Problem description: Recast the data below as a JSON list of strings, one string per line, from the first line through the line that contains "column 1175, row 409", inclusive. Leave out any blank lines.

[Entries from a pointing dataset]
::::::

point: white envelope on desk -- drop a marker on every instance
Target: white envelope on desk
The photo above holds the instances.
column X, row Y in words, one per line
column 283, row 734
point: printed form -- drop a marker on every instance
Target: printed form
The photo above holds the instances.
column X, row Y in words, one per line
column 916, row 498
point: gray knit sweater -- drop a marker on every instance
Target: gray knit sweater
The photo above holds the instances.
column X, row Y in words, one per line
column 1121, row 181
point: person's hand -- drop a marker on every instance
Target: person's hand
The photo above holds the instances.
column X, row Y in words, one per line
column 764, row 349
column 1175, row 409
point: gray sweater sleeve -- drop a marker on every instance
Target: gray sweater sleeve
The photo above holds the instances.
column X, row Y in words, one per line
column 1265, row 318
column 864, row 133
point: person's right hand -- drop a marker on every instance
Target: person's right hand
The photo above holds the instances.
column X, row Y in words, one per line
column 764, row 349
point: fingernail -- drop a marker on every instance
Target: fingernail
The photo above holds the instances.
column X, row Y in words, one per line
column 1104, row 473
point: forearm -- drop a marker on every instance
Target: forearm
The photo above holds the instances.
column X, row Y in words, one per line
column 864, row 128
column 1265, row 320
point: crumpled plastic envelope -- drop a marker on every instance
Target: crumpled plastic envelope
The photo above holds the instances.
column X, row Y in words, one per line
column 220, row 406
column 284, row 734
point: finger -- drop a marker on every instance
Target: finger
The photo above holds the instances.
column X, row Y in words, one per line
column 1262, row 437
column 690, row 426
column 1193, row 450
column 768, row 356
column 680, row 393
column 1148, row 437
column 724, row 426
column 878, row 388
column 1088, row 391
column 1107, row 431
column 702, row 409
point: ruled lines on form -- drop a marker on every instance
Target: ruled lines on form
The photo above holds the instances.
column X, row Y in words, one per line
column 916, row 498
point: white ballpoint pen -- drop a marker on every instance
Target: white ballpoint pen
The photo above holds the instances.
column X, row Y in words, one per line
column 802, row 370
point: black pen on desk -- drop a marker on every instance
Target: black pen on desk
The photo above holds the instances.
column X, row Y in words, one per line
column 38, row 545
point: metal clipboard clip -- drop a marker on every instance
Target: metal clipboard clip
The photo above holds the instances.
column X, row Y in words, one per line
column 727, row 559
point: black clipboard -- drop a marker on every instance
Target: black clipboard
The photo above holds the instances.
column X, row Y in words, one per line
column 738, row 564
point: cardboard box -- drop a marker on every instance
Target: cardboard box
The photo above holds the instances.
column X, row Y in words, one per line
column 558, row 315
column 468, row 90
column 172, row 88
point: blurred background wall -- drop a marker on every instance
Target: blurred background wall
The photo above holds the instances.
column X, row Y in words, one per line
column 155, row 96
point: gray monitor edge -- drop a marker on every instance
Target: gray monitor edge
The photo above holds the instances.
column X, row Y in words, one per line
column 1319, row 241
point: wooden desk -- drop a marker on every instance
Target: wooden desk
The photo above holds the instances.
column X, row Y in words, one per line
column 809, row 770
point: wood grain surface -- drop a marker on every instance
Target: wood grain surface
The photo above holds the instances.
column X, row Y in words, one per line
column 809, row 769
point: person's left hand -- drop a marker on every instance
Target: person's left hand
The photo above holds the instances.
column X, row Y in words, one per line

::::::

Solution to this exercise:
[
  "point: white envelope on desk -- drop a marker on every instance",
  "Target: white envelope on desk",
  "The photo above holds the instances.",
  "column X, row Y in words, one per line",
  "column 283, row 734",
  "point: printed form -- drop a marker on every instance",
  "Target: printed form",
  "The photo above holds the instances.",
  "column X, row Y in words, one per line",
  "column 916, row 498",
  "point: gray knit sweater -- drop a marker on every instance",
  "Target: gray knit sweater",
  "The photo above holds the instances.",
  "column X, row Y in words, one per line",
  "column 1121, row 181",
  "point: person's hand -- drop a marker on every instance",
  "Target: person's hand",
  "The photo above holds the instances.",
  "column X, row Y in words, one per line",
  "column 764, row 349",
  "column 1175, row 409"
]